DESCRIÇÃO DA TAREFA: Localize, nos dados a seguir, todas as linhas que contêm a palavra "railway" e transcreva cada uma delas integralmente.

(Exemplos de detecção)
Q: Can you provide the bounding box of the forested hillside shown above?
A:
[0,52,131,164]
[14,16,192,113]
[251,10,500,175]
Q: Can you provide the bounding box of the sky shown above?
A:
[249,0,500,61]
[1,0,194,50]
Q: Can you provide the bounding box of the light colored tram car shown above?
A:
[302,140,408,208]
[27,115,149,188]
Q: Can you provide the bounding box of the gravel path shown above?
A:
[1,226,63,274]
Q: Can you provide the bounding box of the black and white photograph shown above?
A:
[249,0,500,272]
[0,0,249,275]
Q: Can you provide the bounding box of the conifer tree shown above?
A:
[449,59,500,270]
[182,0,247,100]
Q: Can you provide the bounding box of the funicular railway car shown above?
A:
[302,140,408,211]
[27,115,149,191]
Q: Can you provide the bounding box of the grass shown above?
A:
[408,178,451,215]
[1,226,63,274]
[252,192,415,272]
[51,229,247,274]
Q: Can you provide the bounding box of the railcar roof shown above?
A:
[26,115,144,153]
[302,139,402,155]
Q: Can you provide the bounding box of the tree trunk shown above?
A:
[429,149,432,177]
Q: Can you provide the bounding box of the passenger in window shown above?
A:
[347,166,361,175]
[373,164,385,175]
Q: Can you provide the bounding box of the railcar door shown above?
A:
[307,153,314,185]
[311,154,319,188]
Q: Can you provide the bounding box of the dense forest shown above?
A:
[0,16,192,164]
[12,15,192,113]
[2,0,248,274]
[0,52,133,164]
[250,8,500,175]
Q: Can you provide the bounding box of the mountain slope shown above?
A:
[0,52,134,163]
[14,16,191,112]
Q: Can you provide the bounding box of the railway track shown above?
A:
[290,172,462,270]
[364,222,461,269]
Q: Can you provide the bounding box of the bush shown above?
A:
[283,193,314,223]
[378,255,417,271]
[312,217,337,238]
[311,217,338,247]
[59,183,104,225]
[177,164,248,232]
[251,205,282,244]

EXERCÍCIO RESOLVIDO:
Q: Can you provide the bounding box of the funicular railway car shown above?
Q: Can you provide the bounding box of the railway track shown above?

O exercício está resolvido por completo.